[Exercise directions]
Could you reproduce the Spark forum post from the part that opens with the words "import org.apache.spark.sql.functions._" and closes with "class Foo(text: String)", swapping "Foo" for "Record"?

Hi,
I'm trying to read in a CSV file into a Dataset but keep having compilation
issues. I'm using spark 2.1 and the following is a small program that
exhibit the issue I'm having. I've searched around but not found a solution
that worked, I've added "import sqlContext.implicits._" as suggested but no
luck. What am I missing? Would appreciate some advice.
import org.apache.spark.sql.functions._
import org.apache.spark.{SparkContext, SparkConf}
import org.apache.spark.sql.{Encoder,Encoders}
object DatasetTest{
def main(args: Array[String]) {
val sparkConf = new SparkConf().setAppName("DatasetTest")
val sc = new SparkContext(sparkConf)
case class Foo(text: String)
val sqlContext = new org.apache.spark.sql.SQLContext(sc)
import sqlContext.implicits._
val ds : org.apache.spark.sql.Dataset[Foo] =
sqlContext.read.csv(args(1)).as[Foo]
ds.show
}
}
Compiling the above program gives, I'd expect it to work as its a simple
case class, changing it to as[String] works, but I would like to get the
case class to work.
[error] /home/keith/dataset/DataSetTest.scala:13: Unable to find encoder
for type stored in a Dataset. Primitive types (Int, String, etc) and
Product types (case classes) are supported by importing spark.implicits._
Support for serializing other types will be added in future releases.
[error] val ds : org.apache.spark.sql.Dataset[Foo] =
sqlContext.read.csv(args(1)).as[Foo]
Regards,
Keith.

[Source material]
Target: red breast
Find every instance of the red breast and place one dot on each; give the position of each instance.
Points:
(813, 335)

[Task answer]
import org.apache.spark.sql.functions._
import org.apache.spark.{SparkContext, SparkConf}
import org.apache.spark.sql.{Encoder,Encoders}
object DatasetTest{
def main(args: Array[String]) {
val sparkConf = new SparkConf().setAppName("DatasetTest")
val sc = new SparkContext(sparkConf)
case class Record(text: String)